◆ Entries shown
========
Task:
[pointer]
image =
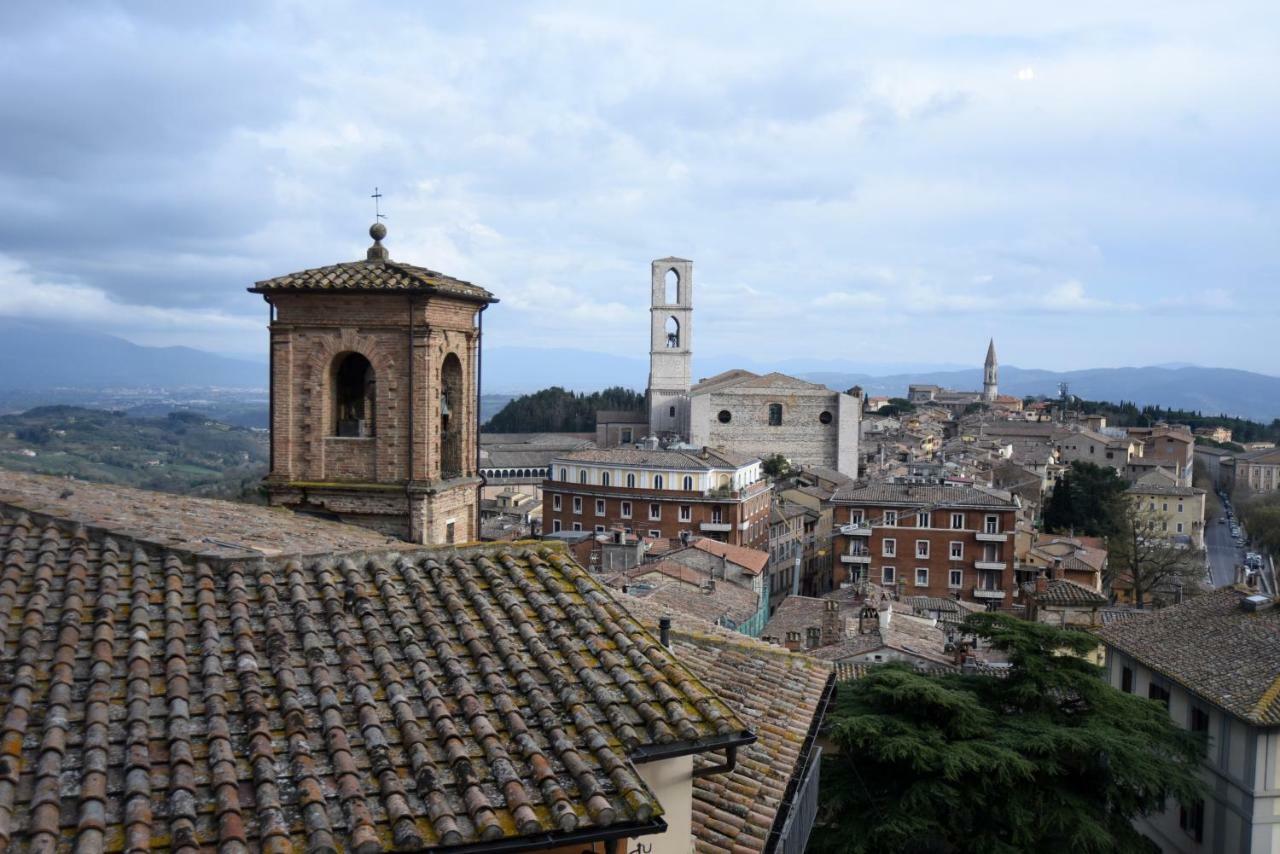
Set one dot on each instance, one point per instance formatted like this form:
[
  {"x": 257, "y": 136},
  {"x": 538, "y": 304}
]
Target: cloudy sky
========
◆ Aim
Give every line of the entries above as a numbered list, skipping any blank lines and leaving out the pictures.

◆ Response for this exercise
1. Task:
2. [pointer]
3. image =
4. Set one dot on each instance, one point per instance formatted like this form:
5. [
6.   {"x": 257, "y": 136},
7.   {"x": 538, "y": 304}
8. ]
9. Target: cloudy sky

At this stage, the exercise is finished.